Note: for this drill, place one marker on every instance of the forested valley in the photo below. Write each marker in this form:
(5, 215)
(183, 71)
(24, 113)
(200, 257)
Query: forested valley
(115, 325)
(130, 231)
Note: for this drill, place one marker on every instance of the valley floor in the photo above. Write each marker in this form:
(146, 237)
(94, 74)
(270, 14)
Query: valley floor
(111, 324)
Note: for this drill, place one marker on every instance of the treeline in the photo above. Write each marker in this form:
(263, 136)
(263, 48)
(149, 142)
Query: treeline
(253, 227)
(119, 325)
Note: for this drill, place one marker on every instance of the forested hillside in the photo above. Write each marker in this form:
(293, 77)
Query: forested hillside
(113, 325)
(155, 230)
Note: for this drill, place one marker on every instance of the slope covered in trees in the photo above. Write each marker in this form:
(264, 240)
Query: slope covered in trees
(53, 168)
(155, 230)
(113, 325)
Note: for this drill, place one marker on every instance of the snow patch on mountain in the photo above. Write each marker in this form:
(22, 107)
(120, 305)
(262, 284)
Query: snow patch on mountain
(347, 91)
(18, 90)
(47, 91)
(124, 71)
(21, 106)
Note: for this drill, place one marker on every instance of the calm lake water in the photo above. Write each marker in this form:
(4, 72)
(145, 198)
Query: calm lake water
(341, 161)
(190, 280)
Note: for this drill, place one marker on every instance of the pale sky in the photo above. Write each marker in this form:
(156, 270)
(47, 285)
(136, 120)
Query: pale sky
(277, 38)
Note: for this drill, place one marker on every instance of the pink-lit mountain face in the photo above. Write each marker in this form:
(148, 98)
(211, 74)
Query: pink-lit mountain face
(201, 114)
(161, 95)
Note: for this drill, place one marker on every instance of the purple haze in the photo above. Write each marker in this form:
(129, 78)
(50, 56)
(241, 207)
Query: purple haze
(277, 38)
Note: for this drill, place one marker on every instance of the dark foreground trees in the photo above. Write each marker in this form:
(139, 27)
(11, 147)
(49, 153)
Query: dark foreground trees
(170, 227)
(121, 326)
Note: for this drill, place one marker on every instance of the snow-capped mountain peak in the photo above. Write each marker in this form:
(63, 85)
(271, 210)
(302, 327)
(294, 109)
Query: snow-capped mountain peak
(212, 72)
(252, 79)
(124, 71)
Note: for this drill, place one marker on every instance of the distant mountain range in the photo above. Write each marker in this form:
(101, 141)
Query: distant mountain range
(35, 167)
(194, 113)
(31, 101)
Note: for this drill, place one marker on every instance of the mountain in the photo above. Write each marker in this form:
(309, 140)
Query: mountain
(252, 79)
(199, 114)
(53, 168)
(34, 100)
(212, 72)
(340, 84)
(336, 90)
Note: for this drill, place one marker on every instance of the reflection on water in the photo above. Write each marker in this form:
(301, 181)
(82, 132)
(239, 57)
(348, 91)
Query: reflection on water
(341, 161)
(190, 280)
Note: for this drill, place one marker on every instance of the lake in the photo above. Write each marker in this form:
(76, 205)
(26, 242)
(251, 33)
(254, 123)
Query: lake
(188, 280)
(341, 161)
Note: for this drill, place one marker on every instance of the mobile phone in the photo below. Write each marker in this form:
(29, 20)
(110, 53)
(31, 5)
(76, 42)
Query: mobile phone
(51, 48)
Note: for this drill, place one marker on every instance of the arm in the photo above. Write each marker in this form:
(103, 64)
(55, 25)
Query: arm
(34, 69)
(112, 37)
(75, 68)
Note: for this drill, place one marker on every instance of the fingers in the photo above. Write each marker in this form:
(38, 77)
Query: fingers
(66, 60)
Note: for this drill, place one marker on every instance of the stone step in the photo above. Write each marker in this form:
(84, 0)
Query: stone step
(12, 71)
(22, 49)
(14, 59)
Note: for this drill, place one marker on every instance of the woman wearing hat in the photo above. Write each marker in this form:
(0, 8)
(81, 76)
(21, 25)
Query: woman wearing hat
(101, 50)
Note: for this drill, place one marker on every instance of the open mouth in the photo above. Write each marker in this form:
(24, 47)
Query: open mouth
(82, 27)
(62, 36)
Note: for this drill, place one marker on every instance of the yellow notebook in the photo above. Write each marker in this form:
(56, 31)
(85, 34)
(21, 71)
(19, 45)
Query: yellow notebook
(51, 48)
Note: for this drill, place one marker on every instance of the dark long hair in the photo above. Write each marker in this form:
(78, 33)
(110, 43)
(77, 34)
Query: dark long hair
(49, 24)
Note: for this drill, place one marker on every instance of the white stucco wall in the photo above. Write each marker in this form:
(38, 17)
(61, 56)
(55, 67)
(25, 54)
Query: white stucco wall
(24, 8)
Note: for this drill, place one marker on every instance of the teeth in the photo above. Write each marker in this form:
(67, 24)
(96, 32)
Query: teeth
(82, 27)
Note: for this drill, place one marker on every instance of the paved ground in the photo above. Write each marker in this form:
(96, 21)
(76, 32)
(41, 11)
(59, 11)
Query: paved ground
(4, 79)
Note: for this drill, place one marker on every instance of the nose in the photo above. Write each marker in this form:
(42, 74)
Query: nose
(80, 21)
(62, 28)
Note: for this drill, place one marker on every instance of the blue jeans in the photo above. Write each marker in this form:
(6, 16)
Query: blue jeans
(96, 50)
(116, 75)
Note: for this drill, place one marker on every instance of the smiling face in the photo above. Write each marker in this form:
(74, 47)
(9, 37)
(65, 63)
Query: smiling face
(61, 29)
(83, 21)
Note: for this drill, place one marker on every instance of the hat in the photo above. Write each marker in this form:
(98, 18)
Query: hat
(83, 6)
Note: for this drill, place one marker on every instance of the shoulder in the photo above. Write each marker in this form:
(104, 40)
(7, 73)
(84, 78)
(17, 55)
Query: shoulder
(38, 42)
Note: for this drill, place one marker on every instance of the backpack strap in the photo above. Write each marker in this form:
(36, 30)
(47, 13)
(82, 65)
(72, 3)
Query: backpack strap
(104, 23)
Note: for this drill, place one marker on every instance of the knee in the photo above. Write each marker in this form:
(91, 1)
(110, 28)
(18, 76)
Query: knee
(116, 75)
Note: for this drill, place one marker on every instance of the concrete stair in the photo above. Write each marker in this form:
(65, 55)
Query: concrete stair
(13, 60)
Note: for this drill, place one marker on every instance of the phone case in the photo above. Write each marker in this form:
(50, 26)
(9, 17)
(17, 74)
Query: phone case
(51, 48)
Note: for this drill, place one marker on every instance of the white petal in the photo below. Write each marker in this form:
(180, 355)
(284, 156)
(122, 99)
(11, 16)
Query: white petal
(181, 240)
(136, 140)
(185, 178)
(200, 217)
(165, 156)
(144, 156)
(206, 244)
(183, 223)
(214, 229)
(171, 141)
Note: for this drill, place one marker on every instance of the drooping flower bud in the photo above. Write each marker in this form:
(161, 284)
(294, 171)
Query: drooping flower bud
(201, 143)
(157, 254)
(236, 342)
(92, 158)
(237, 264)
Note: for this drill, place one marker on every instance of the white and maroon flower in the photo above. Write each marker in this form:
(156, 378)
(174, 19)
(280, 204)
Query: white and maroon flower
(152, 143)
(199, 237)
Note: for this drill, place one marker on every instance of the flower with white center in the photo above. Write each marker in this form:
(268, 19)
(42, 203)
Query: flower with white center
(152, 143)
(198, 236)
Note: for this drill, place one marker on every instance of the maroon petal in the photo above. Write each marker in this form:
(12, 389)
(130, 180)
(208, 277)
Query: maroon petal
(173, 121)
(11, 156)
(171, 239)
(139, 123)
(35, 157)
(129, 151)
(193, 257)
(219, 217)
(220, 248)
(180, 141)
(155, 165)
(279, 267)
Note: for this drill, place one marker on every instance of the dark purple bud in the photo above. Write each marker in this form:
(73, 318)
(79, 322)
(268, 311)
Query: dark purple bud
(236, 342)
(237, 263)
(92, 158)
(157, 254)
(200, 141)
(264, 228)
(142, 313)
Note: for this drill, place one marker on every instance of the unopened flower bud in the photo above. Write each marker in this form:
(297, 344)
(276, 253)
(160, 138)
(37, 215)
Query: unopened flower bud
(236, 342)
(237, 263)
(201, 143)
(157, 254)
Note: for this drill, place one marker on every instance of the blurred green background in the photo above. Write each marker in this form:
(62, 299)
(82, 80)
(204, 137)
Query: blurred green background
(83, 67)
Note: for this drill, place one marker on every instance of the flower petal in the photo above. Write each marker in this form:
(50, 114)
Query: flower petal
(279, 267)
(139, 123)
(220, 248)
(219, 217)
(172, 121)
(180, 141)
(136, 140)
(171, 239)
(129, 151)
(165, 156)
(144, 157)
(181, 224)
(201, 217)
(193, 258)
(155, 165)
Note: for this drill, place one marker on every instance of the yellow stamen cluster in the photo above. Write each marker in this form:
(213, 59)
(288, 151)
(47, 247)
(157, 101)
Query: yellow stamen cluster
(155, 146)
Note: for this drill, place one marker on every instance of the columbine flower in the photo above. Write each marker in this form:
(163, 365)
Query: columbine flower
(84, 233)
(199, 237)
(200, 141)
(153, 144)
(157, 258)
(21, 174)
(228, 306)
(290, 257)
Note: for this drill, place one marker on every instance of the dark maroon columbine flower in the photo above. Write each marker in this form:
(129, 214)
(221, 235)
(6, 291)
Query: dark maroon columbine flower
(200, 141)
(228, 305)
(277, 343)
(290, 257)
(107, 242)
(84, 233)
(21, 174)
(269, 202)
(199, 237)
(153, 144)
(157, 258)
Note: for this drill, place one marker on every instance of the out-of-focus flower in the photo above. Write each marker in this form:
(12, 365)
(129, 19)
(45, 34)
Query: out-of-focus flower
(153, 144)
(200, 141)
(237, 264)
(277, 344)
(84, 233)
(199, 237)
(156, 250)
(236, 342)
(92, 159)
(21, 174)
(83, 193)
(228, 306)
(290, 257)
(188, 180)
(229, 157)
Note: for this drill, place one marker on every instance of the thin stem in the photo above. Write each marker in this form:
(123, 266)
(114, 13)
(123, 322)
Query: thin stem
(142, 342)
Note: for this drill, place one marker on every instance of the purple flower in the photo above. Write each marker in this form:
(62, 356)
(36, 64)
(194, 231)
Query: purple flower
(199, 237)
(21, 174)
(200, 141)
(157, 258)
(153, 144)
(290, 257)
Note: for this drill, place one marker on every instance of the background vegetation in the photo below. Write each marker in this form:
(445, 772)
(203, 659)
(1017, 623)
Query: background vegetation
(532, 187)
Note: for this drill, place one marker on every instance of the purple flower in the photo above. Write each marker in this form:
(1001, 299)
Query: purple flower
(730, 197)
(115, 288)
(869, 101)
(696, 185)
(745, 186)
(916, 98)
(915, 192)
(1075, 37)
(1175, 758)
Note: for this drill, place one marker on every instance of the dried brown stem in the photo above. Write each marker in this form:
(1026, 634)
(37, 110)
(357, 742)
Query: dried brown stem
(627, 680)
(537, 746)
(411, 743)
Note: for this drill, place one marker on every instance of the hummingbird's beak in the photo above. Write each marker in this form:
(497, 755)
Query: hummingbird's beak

• [What to produce]
Your answer should be one number: how many lines in the preceding listing hold "hummingbird".

• [Result of this exercise]
2